Stored dataset items:
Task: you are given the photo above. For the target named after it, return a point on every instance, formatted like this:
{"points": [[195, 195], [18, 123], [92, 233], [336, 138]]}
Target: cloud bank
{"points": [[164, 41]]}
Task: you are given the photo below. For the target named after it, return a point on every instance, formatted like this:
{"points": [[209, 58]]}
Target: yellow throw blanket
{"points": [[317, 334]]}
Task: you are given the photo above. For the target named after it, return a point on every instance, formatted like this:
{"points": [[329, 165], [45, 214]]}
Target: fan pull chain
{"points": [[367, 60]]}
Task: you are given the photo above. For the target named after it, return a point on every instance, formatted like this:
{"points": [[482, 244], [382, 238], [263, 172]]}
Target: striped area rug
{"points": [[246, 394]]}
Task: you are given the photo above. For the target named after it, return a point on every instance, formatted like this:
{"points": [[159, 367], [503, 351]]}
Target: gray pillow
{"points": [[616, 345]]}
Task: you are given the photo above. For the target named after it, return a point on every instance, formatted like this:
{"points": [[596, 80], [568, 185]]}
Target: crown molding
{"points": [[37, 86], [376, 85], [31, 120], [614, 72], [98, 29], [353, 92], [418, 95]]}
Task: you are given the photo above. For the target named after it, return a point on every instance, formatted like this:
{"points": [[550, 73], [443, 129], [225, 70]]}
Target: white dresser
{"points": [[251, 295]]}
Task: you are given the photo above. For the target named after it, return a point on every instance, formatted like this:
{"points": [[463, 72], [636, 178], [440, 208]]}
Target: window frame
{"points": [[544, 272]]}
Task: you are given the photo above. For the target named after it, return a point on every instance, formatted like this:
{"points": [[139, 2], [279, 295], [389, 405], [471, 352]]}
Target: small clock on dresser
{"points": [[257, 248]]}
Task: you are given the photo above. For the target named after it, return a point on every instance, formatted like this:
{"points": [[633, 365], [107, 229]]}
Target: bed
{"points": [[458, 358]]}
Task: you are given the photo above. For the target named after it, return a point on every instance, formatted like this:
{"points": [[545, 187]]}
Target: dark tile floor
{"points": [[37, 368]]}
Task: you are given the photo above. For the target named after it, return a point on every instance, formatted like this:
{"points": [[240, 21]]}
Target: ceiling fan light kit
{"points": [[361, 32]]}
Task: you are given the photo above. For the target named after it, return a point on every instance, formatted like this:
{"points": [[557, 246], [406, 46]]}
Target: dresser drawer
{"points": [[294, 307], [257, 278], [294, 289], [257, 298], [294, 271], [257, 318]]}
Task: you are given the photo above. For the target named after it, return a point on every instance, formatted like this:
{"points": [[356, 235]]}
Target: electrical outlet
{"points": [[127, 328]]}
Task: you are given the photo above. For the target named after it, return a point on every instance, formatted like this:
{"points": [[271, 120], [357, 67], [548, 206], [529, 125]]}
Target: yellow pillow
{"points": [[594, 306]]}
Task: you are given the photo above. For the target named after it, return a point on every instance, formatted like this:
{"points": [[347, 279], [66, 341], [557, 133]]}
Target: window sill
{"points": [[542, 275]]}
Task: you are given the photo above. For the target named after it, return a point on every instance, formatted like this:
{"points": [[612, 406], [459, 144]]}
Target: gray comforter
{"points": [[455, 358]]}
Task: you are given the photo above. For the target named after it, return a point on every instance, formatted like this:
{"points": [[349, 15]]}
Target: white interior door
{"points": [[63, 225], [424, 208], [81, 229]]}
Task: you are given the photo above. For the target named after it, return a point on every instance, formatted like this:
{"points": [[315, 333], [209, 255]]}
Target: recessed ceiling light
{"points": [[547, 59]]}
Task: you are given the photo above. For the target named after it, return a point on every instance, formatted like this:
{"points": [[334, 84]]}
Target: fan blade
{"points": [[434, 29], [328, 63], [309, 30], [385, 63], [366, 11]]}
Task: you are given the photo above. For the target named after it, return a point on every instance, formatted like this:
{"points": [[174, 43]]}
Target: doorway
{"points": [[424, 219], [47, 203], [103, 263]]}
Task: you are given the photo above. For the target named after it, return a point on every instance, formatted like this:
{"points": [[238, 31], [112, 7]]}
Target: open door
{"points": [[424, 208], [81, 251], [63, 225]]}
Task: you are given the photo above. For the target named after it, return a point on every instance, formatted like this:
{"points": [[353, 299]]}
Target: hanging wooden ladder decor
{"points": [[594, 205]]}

◆ **What the task asks**:
Output each record exactly, leaving nothing out.

◆ **Finished exercise**:
Task: you are given the photo above. For the target named after it, return a point on every instance, formatted like this:
{"points": [[195, 195], [18, 123], [92, 233], [336, 138]]}
Target: cloud bank
{"points": [[164, 41]]}
Task: you are given the photo below. For the target named after it, return a point on every instance, formatted like this:
{"points": [[209, 58]]}
Target: yellow throw blanket
{"points": [[317, 334]]}
Task: you are given the photo above. For the target named after it, return a point on every instance, formatted like this:
{"points": [[329, 165], [45, 214]]}
Target: fan pull chain
{"points": [[367, 60]]}
Task: you are given the photo above. For the target named after it, return a point on every instance, formatted like this:
{"points": [[482, 244], [382, 238], [263, 172]]}
Target: striped area rug
{"points": [[246, 394]]}
Task: you are given the photo above. For the target named after it, return a point on every instance, formatted like this:
{"points": [[159, 367], [503, 351]]}
Target: gray pillow
{"points": [[616, 345]]}
Task: you are given the photo above. For the target named after it, return a point on every instance, formatted like this:
{"points": [[596, 80], [568, 185]]}
Target: crown molding
{"points": [[37, 86], [376, 85], [31, 120], [614, 72], [98, 29], [353, 92], [418, 95]]}
Task: you are given the photo above. For the target named after it, return a point on every instance, formatted like this:
{"points": [[550, 73], [443, 129], [225, 70]]}
Target: white dresser
{"points": [[251, 295]]}
Task: you are given the photo above. For the target named after it, return a point on every instance, formatted like this:
{"points": [[463, 72], [636, 178], [440, 208]]}
Target: window frame
{"points": [[544, 272]]}
Task: you are given the photo above. For the target named after it, return a point on every instance, formatted like this:
{"points": [[139, 2], [279, 295], [389, 405], [471, 352]]}
Target: small clock on dresser
{"points": [[257, 248]]}
Task: you are given the photo above. For the target named after it, return a point on every instance, formatted like this:
{"points": [[633, 365], [107, 229]]}
Target: bed
{"points": [[458, 358]]}
Task: you are given the photo above. For the target named after it, return a point on every instance, formatted like this:
{"points": [[545, 187]]}
Target: dark tile floor
{"points": [[37, 368]]}
Task: you are given the photo above. For the target named after it, return a point on every instance, formatted like this:
{"points": [[240, 21]]}
Target: ceiling fan light kit
{"points": [[361, 32]]}
Task: you are given the photo above. For the target named after it, return a point on every instance, formatted like this:
{"points": [[557, 246], [406, 46]]}
Target: dresser drawer
{"points": [[294, 307], [257, 278], [294, 289], [257, 298], [294, 271], [257, 318]]}
Task: you are given the photo above. For the target named after it, return a point on every instance, formatted like this:
{"points": [[356, 235]]}
Target: electrical outlet
{"points": [[127, 328]]}
Task: you are given the photo above. For the target named after it, return a point on every instance, formatted like this:
{"points": [[271, 120], [357, 67], [548, 206], [529, 125]]}
Target: yellow pillow
{"points": [[594, 306]]}
Task: you are given the photo above. For the target named after it, return a point on every instance, formatted like this:
{"points": [[347, 279], [66, 341], [557, 133]]}
Target: window sill
{"points": [[542, 275]]}
Task: you are given the photo above. For the target named after it, return a point on every instance, formatted like this:
{"points": [[612, 406], [459, 144]]}
Target: gray comforter
{"points": [[455, 358]]}
Task: you are given the photo above. For the target named after it, return a point on every instance, formatted like this:
{"points": [[349, 15]]}
Target: white interior door
{"points": [[63, 225], [424, 208], [81, 229]]}
Task: you are given the photo above. For the target named after it, return a point on every instance, formatted like this:
{"points": [[315, 333], [209, 255]]}
Target: recessed ceiling light
{"points": [[547, 59]]}
Task: you are given the photo above. For the target named after it, return a point on every instance, formatted like this:
{"points": [[334, 84]]}
Target: fan blade
{"points": [[434, 29], [328, 63], [309, 30], [385, 63], [366, 11]]}
Task: you are given the photo above. For the target named after it, return a point on every instance, formatted like this:
{"points": [[174, 43]]}
Target: doorway
{"points": [[424, 219], [47, 203], [103, 263]]}
Task: you are given the photo above. For the target named after it, return a point on every instance, formatted like this:
{"points": [[238, 31], [112, 7]]}
Target: open door
{"points": [[424, 208], [81, 251], [63, 225]]}
Task: you are given the photo above. For the target named after it, return a point on every instance, formatted like this:
{"points": [[353, 299]]}
Target: hanging wooden ladder decor
{"points": [[594, 205]]}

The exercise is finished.